WORK INSTRUCTIONS. Extract every line of the records below and reproduce each one character for character, leaving nothing out.

DATA RECORDS.
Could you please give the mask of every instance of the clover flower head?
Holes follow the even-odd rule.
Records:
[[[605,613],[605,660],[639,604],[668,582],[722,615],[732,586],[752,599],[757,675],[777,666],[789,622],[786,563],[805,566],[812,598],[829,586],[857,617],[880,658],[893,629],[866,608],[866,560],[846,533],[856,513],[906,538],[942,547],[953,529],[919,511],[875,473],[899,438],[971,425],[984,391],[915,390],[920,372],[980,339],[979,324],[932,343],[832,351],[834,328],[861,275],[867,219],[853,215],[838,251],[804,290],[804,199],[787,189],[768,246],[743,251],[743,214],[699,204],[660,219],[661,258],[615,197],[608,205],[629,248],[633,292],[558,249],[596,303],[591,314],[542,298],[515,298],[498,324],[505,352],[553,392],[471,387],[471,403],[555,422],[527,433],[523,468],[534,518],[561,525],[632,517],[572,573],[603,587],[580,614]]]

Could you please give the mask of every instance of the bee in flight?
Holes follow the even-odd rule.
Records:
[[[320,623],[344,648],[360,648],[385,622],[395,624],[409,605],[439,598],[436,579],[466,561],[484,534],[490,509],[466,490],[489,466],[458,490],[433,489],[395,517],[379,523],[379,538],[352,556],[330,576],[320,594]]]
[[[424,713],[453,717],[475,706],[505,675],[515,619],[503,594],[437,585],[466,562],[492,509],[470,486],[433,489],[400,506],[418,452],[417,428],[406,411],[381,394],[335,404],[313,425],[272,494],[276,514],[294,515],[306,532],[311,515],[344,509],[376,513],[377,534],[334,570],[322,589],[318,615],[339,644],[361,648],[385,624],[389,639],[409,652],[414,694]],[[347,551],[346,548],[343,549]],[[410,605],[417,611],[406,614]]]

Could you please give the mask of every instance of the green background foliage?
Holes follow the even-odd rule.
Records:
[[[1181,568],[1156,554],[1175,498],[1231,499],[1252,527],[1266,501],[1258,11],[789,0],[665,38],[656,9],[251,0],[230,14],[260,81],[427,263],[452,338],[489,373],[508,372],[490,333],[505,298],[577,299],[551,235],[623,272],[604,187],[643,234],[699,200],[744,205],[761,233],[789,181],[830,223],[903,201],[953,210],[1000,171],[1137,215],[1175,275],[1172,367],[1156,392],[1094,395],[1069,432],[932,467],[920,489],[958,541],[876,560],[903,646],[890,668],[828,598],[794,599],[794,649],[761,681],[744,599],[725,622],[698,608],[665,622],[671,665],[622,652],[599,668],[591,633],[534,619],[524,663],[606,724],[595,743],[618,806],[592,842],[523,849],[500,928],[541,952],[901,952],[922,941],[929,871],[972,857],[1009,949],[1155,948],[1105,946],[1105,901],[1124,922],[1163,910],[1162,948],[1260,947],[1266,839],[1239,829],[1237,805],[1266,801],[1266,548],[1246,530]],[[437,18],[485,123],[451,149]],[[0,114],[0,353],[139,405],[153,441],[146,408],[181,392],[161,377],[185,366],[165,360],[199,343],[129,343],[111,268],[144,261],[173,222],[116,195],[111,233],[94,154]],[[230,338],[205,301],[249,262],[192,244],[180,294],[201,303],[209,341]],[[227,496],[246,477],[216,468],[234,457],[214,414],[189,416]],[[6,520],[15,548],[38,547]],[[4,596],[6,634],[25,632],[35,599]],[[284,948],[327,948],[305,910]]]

TASK RESPONSE.
Could you please give the mask of every instance of the clover flower head?
Holes follow the even-odd rule.
Records:
[[[605,613],[605,660],[639,604],[668,582],[722,615],[732,586],[752,599],[757,675],[777,666],[789,622],[786,563],[805,566],[812,598],[829,586],[857,617],[880,658],[893,629],[866,608],[866,560],[846,533],[856,513],[906,538],[942,547],[953,529],[919,511],[875,473],[899,438],[971,425],[984,391],[915,390],[920,372],[980,339],[979,324],[932,343],[832,351],[834,328],[861,275],[867,219],[853,215],[838,251],[804,290],[804,199],[787,189],[768,246],[743,251],[743,214],[699,204],[660,219],[661,258],[615,197],[608,205],[629,248],[633,292],[558,249],[596,303],[591,314],[542,298],[515,298],[498,324],[505,352],[553,392],[471,387],[471,403],[555,422],[527,433],[523,468],[534,518],[561,525],[632,517],[572,573],[603,587],[580,614]]]

Could you please give the mask of every instance of the bee in flight?
Holes follow the even-odd rule.
Records:
[[[320,623],[344,648],[360,648],[385,622],[395,624],[409,605],[439,598],[436,579],[466,561],[484,534],[490,509],[466,490],[489,466],[458,490],[433,489],[395,517],[379,523],[379,538],[352,556],[330,576],[320,594]]]
[[[424,713],[453,717],[475,706],[505,675],[515,619],[503,594],[437,585],[466,562],[492,509],[470,486],[433,489],[400,506],[418,452],[417,428],[406,411],[381,394],[335,404],[313,425],[272,494],[276,514],[294,515],[306,532],[311,515],[344,509],[376,513],[377,534],[334,570],[322,589],[318,615],[339,644],[361,648],[385,624],[389,639],[409,652],[414,694]],[[347,551],[346,548],[343,549]],[[410,605],[417,611],[406,614]]]

Could you please give the mask of every instance of the green background foliage?
Holes follow the even-odd rule.
Records:
[[[1181,568],[1156,554],[1175,498],[1231,499],[1252,527],[1266,501],[1258,11],[789,0],[665,38],[656,9],[251,0],[230,14],[260,81],[427,263],[452,338],[489,373],[508,372],[490,333],[505,298],[577,299],[551,235],[623,272],[604,187],[643,234],[699,200],[744,205],[761,233],[789,181],[830,223],[903,201],[953,210],[1000,171],[1137,215],[1175,275],[1172,367],[1156,392],[1094,395],[1069,432],[932,467],[920,489],[958,541],[876,560],[903,646],[890,668],[828,598],[794,599],[794,649],[761,681],[744,599],[725,622],[698,608],[665,622],[671,665],[622,652],[599,668],[591,633],[534,619],[524,663],[606,724],[595,743],[618,806],[592,842],[523,849],[500,928],[541,952],[901,952],[922,941],[929,871],[972,857],[1009,949],[1155,948],[1105,946],[1105,901],[1124,922],[1163,910],[1162,948],[1260,947],[1266,839],[1239,829],[1237,805],[1266,801],[1266,548],[1246,530]],[[437,18],[485,123],[451,149]],[[0,114],[0,353],[139,405],[153,441],[146,408],[181,392],[161,377],[185,366],[165,360],[199,343],[129,343],[111,268],[144,261],[173,222],[116,195],[111,233],[94,154]],[[230,338],[205,301],[249,262],[192,244],[180,294],[201,303],[209,341]],[[227,496],[246,477],[216,468],[234,457],[214,414],[189,416]],[[6,520],[15,548],[38,547]],[[4,596],[6,634],[25,632],[35,599]],[[284,948],[327,948],[305,910]]]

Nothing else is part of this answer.